*Given request 1*: Please rewrite the paragraph of the Peace Corps message beginning "In Africa, the Peace Corps has made" as a short bulleted list that keeps its main facts.
*Given request 2*: Copy a portion of the Peace Corps message word for word, starting at the words "In the early" and ending after "and services combined.".
*Given request 3*: According to the Peace Corps message, on what date did the Peace Corps begin?

*Excerpt provided*:
_____
Dear Mr. President: (Dear Mr. Speaker:)

It is my pleasure to transmit legislation to authorize the appropriation of $125.2 million for the Peace Corps in Fiscal Year 1966.

The Peace Corps will, in a few days, reach its fourth anniversary. Since its beginning, on March 1, 1961, the Peace Corps has justified the highest hopes of those who established it. The Congress intended that this new agency would help peoples of interested countries and areas "in meeting their needs for trained manpower, and to help promote a better understanding of the American people on the part of the peoples served and a better understanding of other peoples on the part of the American people."

In the early days, the Peace Corps was portrayed by many at home and abroad as an attractive, ever gallant gesture, a token of good will, and the symbol of a friendly America. But the Peace Corps' success has proven to be deeper. The Peace Corps has a fundamental role abroad above and beyond its symbolic value.

A Peace Corps, 10,000 strong, has been working in 46 countries. Volunteers are now in more than 3,000 different locations around the world. In the countryside of the developing world, the most frequently encountered American is a Peace Corps volunteer. In several nations, there are more volunteers than individuals from all other American agencies and services combined.

Our Peace Corps has become important to the worldwide process of developing human resources in building nations. It is helping nations, not by preaching, but by doing, not by words, but by work.

In Africa, the Peace Corps has made an impressive contribution to secondary education. In six African nations, our volunteers make up at least one-third of the degree-holding teachers; they represent 90 per cent of the degree-holding teachers in Malawi; they reach 50,000 Nigerian students each day. In these and other African countries, they have contributed to a great expansion of the school systems--to an increase of tens of thousands of secondary school students.

In India, Peace Corps volunteers are working with Indians to introduce modern commercial poultry production involving improved breeds, poultry care, feeding and marketing development. Production of eggs and poultry has increased manyfold and these new approaches, at present, are being adopted in new areas of the country.

More than 3,700 volunteers in Latin America are engaged in a continental effort in community development, helping to bring the citizens and governments of 17 nations together in self-help programs.
_____
*Material*:
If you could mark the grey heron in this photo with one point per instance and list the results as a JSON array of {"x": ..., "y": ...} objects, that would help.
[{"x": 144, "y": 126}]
_____
*Reply 1*:
- The Peace Corps has made an impressive contribution to secondary education in Africa.
- In six African nations, volunteers make up at least one-third of the degree-holding teachers.
- In Malawi, volunteers are 90 percent of the degree-holding teachers.
- Volunteers reach 50,000 Nigerian students each day.
- In these and other African countries, volunteers have helped greatly expand school systems, adding tens of thousands of secondary school students.

*Reply 2*:
In the early days, the Peace Corps was portrayed by many at home and abroad as an attractive, ever gallant gesture, a token of good will, and the symbol of a friendly America. But the Peace Corps' success has proven to be deeper. The Peace Corps has a fundamental role abroad above and beyond its symbolic value.

A Peace Corps, 10,000 strong, has been working in 46 countries. Volunteers are now in more than 3,000 different locations around the world. In the countryside of the developing world, the most frequently encountered American is a Peace Corps volunteer. In several nations, there are more volunteers than individuals from all other American agencies and services combined.

*Reply 3*: March 1, 1961.